## [Task statement]
Give the number of lines in the records below that contain the word "would". Reply with the number only.

##### Source data

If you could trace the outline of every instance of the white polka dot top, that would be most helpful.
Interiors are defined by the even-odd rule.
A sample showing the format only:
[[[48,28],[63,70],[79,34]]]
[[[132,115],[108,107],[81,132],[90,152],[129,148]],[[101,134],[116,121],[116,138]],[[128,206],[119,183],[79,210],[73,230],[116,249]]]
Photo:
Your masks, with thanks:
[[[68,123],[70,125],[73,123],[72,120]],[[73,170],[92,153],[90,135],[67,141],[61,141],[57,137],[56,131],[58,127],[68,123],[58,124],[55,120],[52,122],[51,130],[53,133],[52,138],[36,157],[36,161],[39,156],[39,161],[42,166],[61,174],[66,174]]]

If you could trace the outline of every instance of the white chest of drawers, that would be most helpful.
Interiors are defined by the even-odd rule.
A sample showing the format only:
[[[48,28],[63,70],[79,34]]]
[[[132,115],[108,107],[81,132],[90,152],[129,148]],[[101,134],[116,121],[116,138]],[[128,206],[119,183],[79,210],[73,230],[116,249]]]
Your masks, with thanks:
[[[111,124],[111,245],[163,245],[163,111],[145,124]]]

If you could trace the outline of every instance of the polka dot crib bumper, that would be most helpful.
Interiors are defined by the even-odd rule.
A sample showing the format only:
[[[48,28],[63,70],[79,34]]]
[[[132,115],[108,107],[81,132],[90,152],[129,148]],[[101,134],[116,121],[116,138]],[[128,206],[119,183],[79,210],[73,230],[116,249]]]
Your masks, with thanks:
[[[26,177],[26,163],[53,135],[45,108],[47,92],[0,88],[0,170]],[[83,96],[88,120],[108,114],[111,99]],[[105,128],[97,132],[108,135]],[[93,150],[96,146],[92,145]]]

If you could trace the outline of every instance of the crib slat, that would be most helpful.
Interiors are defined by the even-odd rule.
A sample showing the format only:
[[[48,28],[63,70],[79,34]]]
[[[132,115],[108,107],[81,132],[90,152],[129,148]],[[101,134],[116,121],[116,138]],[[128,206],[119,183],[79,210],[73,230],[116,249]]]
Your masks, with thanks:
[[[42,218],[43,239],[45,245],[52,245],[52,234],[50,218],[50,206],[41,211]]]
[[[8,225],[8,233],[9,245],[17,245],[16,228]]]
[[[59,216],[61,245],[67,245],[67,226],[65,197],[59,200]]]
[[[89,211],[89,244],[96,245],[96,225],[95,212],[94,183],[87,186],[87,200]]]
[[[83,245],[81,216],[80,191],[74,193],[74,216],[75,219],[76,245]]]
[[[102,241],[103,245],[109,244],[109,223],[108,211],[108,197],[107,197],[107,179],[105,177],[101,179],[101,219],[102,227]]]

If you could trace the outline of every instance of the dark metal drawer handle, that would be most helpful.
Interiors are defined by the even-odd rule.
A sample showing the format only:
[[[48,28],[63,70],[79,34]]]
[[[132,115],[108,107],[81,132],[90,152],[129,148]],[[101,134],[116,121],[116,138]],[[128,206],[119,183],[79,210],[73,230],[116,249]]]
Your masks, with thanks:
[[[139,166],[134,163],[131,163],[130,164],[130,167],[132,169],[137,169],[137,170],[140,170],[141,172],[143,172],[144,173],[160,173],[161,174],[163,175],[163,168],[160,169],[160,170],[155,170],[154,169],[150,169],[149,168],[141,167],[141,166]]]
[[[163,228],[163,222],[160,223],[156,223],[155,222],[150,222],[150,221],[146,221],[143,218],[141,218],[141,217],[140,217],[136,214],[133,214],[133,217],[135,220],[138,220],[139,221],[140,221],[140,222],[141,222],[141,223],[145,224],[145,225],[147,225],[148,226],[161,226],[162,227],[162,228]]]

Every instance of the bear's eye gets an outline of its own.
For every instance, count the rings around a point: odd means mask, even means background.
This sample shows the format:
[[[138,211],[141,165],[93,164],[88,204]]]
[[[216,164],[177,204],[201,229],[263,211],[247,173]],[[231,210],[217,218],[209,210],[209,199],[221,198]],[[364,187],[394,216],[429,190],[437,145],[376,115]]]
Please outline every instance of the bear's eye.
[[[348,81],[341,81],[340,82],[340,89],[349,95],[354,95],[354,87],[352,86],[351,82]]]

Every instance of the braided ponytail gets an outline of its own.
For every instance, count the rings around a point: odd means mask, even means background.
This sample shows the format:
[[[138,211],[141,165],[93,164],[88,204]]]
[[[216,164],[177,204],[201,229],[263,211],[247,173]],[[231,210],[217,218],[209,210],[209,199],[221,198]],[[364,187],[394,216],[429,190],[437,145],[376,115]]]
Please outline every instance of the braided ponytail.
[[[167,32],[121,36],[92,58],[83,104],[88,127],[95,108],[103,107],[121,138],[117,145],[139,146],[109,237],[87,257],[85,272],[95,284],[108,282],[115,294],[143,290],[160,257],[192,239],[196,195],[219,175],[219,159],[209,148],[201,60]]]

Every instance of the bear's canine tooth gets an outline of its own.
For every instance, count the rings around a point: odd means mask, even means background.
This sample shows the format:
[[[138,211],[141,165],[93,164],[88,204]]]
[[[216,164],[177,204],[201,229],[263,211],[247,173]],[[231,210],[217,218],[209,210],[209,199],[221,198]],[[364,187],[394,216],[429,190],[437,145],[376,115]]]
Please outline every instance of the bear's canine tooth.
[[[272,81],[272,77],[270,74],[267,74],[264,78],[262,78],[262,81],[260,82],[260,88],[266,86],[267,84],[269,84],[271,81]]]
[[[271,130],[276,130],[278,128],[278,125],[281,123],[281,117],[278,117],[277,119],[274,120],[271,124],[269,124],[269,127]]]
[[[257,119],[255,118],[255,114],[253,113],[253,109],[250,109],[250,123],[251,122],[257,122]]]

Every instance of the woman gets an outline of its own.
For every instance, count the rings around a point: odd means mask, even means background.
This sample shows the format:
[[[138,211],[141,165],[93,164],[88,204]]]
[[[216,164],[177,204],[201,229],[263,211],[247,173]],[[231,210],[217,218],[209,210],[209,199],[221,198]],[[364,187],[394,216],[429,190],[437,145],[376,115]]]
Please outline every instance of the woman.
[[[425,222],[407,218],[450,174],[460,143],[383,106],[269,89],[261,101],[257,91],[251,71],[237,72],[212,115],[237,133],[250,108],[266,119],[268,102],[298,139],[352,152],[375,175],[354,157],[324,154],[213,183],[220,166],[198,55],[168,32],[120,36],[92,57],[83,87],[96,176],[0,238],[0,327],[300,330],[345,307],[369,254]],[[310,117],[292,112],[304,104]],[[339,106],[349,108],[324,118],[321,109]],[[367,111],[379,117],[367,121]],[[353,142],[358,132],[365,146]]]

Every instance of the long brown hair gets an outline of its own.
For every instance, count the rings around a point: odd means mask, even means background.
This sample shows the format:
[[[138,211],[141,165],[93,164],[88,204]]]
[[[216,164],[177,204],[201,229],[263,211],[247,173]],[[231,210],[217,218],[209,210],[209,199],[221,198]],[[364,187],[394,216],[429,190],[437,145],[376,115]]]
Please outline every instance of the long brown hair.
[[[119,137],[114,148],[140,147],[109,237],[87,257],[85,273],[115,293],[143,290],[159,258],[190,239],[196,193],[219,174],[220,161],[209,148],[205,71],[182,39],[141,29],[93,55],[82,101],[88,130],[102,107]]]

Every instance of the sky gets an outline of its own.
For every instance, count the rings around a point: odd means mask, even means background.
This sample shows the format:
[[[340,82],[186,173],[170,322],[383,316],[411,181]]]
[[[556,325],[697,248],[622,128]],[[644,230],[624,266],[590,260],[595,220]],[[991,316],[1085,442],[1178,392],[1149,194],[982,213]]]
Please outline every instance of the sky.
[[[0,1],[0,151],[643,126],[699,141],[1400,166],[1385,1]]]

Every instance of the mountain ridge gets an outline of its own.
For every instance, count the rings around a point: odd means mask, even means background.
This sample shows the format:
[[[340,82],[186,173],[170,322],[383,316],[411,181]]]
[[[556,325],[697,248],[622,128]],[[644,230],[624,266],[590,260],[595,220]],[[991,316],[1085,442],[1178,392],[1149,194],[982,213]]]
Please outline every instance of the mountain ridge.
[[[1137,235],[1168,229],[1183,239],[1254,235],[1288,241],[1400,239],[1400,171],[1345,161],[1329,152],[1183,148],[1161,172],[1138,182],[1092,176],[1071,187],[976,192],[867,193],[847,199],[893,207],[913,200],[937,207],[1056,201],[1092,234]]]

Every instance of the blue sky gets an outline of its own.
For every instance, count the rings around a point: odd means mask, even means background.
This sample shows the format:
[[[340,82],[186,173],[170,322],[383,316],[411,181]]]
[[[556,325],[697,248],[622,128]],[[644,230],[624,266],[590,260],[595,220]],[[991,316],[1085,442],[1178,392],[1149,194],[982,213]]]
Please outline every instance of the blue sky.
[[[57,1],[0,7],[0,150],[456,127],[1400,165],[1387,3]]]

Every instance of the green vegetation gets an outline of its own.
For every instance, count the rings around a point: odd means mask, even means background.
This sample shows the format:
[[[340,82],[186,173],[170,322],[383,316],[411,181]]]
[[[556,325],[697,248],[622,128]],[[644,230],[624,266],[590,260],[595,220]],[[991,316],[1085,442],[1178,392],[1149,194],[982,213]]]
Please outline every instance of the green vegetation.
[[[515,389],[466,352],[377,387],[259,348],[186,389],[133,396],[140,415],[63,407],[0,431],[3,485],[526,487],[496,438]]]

##########

## [Solution]
5